━━━ Texte fourni ━━━
Piercing : une pratique objet de controverse

Considéré comme une pratique culturelle, le piercing est longtemps demeuré l’apanage de certains peuples. Cependant, sa reproduction de nos jours passe plus pour l’esthétique du corps et un effet de mode que pour une marque d’identité culturelle. Alors que les uns y prennent du plaisir, les autres le jugent immoral. Partagés entre ces deux tendances, les spécialistes de la santé indiquent le moyen de prévenir les risques qui l’entoure.

Piercing aux oreilles,  sur le nez, les lèvres, la langue et même sur les parties génitales : c’est le spectacle auquel on assiste auprès des jeunes des grandes villes du Bénin. À la base, la pratique du piercing émanait de la culture de certains peuples notamment d’Inde, d’Asie occidentale et des communautés peulhs en Afrique de l’Ouest. Il servait prioritairement à exprimer la féminité et se révèle à ce titre comme un instrument de beauté. Malheureusement, pour la nouvelle génération, percer l’oreille et le nez ne suffit plus ; la pratique s’étend à bien de parties les plus insolites du corps.

Origine et méthodes de pratiques

Le piercing est une pratique culturelle. Selon Narcisse Kitcho, analyste des politiques de développement, il « peut être perçu comme un acte de valorisation de la culture dans certaines régions du Bénin, à condition qu’il soit pratiqué de façon modérée ».

Dans les camps peulhs d’Afrique de l’Ouest, le piercing se pratique essentiellement par les femmes mariées. Bien qu’il est déconseillé en l’absence de toute prescription dans les écritures coraniques, les femmes musulmanes y recourent comme moyen de séduction. On retrouve alors des piercings nasaux et ceux réalisés au contour des oreilles. Un constat que confirme Adjarath Mamadou, ménagère à Godomey. « Le piercing dans ma religion n’est pas proscrit. C’est d’ailleurs une excellente arme de séduction. Quand elle est pratiquée sur le nez, elle vivifie notre charme et offre une autre image de soi », a-t-elle affirmé. Avec l’influence des cultures occidentales, il a pris de l’ampleur dans tous les pays d’Afrique noire.

Pistolet de piercing

Le piercing se réalise par perforation du lobe de l’oreille ou de la partie devant recevoir le bijou un objet pointu comme outil chirurgical. À l’aide d’un morceau de glaçon, on provoque une forme d’anesthésie locale et la coagulation du sang avant d’insérer le bijou. Par contre, d’autres, plus audacieuses enfoncent directement le bijou sans passer par l’étape de coagulation. Aujourd’hui, la pratique a évolué, et s’effectue au moyen d’un pistolet de piercing spécial. Une expérience douloureuse pour certains, et anodine pour d’autres.
━━━ Données sources ━━━
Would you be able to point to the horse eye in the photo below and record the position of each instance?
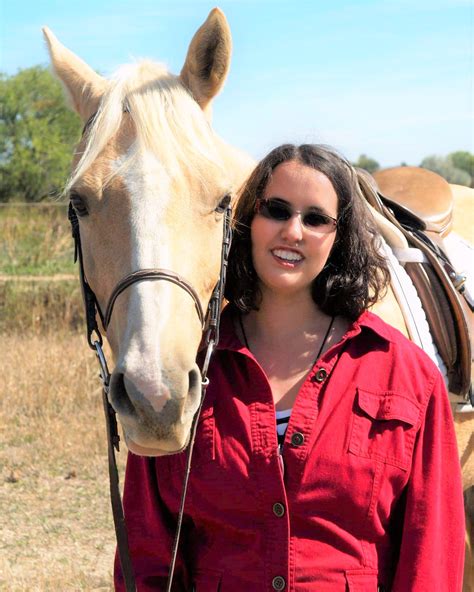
━━━
Exercices à traiter:
1. Traduisez en anglais la phrase suivante de l'article sur le piercing : « Aujourd’hui, la pratique a évolué, et s’effectue au moyen d’un pistolet de piercing spécial. »
2. Renvoyez à l'identique le passage de l'article sur le piercing qui va de « Le piercing se réalise » à « anodine pour d’autres. ».
3. D'après l'article sur le piercing, qui pratique essentiellement le piercing dans les camps peulhs d'Afrique de l'Ouest ?

Corrigé des exercices:
1. Today, the practice has evolved and is carried out using a special piercing gun.

2.
Le piercing se réalise par perforation du lobe de l’oreille ou de la partie devant recevoir le bijou un objet pointu comme outil chirurgical. À l’aide d’un morceau de glaçon, on provoque une forme d’anesthésie locale et la coagulation du sang avant d’insérer le bijou. Par contre, d’autres, plus audacieuses enfoncent directement le bijou sans passer par l’étape de coagulation. Aujourd’hui, la pratique a évolué, et s’effectue au moyen d’un pistolet de piercing spécial. Une expérience douloureuse pour certains, et anodine pour d’autres.

3. Les femmes mariées.